Parent to parent: Talk about alcohol and parties

Photo: Jeff Hudson

By Jeff Hudson

My hunch is that almost every parent sending a son or daughter off to college experiences at least a moment of dread when contemplating the prospect of parties and alcohol.

Maybe it’s the memory of something that you did in college and lived to regret. Or maybe it was an episode you witnessed, or heard about, involving someone else.

Thomas Vander Ven, an associate professor of sociology and anthropology at Ohio University, takes on the topic of college drinking in Getting Wasted, published last month by NYU Press. He interviewed hundreds of students who drank to excess.

“They’re 18- to 22-year-olds. They’re away from the supervision of their parents, many of them for the first time, and that’s an important time in life to search for identity,” Vander Ven told Salon. “And for my informants, alcohol was a vehicle for hooking up and meeting people and having romantic and sexual interactions. It’s sort of a perfect storm to produce this high-risk behavior.”

Among Vander Ven’s findings: Students whose parents actually talk to them about drinking too much in college are less likely to binge when they get to school.

* _Entries_:
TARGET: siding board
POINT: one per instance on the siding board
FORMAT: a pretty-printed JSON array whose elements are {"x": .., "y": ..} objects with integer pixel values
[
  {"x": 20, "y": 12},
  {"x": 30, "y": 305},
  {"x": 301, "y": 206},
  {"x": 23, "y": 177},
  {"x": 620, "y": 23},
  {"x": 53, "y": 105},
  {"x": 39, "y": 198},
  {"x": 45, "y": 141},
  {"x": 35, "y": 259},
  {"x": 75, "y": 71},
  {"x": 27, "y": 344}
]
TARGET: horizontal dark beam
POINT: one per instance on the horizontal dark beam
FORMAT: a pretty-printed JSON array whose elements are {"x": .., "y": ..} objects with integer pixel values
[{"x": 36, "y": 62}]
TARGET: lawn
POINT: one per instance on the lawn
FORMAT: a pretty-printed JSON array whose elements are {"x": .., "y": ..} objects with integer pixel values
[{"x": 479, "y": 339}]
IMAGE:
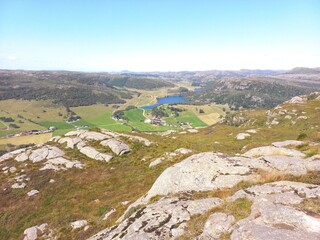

* _What you need to do_:
In the article on college drinking, where is Thomas Vander Ven an associate professor? Rely only on the article on college drinking, not on the items.

* _Exercise answer_:
Ohio University